■ **Your instructions**:
Rescale the rows from the line that contains "For the scene shown above, tell me where the mosaic" through the end of the rows, reproducing the requests as well. Multiply each pixel coordinate in the answers by 0.75 and round to whole numbers, with halves rounded up, but leave the coordinates in the requests' format samples unchanged.

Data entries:
(begin)
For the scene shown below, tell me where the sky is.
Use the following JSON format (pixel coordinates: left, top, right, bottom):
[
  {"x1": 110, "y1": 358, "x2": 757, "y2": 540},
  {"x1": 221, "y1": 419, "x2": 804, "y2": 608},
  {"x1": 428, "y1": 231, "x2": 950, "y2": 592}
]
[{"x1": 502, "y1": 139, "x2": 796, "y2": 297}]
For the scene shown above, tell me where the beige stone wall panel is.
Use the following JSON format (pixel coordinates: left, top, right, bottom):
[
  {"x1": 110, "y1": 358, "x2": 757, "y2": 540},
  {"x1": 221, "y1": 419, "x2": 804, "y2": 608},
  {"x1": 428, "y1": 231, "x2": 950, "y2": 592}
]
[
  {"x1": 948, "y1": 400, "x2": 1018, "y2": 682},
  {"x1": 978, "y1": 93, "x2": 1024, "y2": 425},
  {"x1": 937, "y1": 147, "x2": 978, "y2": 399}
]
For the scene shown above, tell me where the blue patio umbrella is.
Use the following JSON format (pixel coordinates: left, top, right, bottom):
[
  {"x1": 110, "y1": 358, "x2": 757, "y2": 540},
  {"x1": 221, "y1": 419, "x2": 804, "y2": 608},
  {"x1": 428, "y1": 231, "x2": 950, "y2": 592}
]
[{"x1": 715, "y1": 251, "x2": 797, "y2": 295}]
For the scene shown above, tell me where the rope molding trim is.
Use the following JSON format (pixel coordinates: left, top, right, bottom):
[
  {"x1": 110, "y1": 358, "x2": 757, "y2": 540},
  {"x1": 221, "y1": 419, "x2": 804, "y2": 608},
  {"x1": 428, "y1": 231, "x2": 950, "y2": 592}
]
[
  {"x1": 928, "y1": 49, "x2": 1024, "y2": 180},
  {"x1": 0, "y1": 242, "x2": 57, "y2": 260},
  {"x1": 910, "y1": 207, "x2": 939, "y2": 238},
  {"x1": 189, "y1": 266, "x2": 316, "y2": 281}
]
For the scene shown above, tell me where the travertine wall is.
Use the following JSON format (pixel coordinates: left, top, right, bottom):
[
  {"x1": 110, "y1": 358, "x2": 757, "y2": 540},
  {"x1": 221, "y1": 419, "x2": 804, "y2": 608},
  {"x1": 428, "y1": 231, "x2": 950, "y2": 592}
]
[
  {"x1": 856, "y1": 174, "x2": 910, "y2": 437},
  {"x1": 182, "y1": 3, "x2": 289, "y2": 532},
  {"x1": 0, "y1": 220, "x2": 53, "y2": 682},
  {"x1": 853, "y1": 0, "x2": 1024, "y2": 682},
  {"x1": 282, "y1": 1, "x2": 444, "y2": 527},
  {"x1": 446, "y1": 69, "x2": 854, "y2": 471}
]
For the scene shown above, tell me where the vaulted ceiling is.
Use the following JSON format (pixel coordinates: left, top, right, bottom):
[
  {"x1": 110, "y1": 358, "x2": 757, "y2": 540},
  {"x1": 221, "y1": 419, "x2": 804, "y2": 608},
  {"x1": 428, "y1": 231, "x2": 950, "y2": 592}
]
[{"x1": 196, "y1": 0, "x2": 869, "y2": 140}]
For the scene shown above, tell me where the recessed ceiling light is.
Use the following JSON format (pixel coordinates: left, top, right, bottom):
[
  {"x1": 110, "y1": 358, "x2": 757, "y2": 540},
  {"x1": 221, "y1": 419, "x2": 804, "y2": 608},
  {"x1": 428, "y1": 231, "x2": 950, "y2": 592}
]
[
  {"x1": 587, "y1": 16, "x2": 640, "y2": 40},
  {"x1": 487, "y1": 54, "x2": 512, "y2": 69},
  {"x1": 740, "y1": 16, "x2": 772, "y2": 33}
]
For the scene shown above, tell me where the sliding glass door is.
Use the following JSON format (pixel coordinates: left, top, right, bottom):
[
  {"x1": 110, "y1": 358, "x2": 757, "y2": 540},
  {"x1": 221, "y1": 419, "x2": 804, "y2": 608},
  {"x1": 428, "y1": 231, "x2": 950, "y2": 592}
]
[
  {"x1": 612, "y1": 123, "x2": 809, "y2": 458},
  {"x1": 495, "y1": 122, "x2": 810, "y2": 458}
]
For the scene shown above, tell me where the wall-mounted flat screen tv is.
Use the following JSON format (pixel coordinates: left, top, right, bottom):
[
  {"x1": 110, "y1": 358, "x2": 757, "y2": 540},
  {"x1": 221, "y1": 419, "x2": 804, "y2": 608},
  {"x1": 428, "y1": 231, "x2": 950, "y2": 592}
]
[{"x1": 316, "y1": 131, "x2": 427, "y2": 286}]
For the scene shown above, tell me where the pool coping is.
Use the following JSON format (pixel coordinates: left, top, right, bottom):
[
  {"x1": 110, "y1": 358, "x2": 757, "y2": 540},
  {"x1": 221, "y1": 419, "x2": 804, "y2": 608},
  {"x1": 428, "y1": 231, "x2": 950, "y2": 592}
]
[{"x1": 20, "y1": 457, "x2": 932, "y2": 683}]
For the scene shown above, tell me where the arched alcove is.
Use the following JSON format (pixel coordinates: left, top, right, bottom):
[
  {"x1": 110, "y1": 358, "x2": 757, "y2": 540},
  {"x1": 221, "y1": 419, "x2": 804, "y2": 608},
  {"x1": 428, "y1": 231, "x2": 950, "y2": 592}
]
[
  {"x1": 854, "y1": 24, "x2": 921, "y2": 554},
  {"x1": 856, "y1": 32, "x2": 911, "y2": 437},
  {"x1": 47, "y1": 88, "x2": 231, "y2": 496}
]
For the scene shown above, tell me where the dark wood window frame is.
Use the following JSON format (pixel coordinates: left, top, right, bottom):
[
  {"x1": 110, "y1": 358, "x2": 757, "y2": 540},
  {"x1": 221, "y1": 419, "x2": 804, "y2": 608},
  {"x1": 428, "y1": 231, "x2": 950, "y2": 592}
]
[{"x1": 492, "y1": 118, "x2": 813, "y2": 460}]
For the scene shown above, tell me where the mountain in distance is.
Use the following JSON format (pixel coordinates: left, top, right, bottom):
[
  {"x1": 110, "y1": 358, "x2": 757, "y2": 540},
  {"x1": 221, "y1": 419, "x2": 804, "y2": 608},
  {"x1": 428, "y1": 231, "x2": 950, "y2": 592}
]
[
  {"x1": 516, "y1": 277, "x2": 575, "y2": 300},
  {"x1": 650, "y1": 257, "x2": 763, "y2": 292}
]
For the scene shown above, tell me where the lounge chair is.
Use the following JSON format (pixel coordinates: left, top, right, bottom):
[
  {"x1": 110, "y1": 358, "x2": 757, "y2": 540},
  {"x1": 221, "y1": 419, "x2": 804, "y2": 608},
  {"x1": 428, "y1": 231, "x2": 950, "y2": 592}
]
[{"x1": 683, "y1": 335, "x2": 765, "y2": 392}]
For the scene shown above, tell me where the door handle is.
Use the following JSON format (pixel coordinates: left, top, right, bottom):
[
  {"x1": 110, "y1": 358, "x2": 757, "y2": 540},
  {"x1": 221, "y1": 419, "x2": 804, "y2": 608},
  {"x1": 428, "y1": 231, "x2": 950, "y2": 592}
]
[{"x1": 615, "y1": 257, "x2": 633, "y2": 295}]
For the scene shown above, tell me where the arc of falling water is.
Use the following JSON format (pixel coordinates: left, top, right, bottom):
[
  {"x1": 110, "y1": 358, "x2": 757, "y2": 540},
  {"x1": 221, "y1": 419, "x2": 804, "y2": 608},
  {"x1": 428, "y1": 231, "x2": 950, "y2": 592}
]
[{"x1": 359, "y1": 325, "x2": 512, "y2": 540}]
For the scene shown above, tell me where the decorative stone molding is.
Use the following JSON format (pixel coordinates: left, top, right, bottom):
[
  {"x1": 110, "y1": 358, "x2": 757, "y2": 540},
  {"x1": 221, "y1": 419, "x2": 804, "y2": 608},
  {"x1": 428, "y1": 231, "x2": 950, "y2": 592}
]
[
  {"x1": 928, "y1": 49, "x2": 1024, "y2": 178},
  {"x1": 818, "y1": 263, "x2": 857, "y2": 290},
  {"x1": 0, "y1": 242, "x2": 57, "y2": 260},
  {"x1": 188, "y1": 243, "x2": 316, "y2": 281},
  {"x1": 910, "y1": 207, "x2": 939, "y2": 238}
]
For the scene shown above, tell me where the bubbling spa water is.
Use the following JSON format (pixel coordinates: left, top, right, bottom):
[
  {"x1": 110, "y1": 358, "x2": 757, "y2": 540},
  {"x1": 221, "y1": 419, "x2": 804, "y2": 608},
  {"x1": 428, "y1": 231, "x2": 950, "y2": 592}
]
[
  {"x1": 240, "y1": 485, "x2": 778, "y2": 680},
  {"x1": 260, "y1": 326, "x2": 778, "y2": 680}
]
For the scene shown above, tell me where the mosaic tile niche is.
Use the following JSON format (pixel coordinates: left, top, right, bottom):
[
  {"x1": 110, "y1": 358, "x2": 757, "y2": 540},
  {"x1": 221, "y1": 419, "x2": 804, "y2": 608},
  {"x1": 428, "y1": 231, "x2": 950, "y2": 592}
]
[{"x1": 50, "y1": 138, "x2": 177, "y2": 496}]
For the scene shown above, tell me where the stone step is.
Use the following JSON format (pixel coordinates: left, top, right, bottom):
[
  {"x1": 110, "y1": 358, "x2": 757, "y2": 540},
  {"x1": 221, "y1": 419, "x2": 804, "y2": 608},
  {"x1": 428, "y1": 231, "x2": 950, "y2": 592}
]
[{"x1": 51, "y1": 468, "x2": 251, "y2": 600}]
(end)
■ **Answer to this task**:
For the scene shown above, tell me where the mosaic tile niche is.
Use the following JSON format (pixel coordinates: left, top, right, bottom):
[
  {"x1": 110, "y1": 358, "x2": 757, "y2": 540},
  {"x1": 221, "y1": 419, "x2": 804, "y2": 608},
  {"x1": 428, "y1": 231, "x2": 950, "y2": 592}
]
[{"x1": 38, "y1": 104, "x2": 133, "y2": 372}]
For the scene shown above, tell me where the stone step is.
Use the following JSON format (pixel coordinates: left, top, right, bottom):
[
  {"x1": 110, "y1": 358, "x2": 757, "y2": 540},
  {"x1": 221, "y1": 419, "x2": 804, "y2": 608},
  {"x1": 428, "y1": 231, "x2": 950, "y2": 592}
]
[{"x1": 38, "y1": 351, "x2": 188, "y2": 450}]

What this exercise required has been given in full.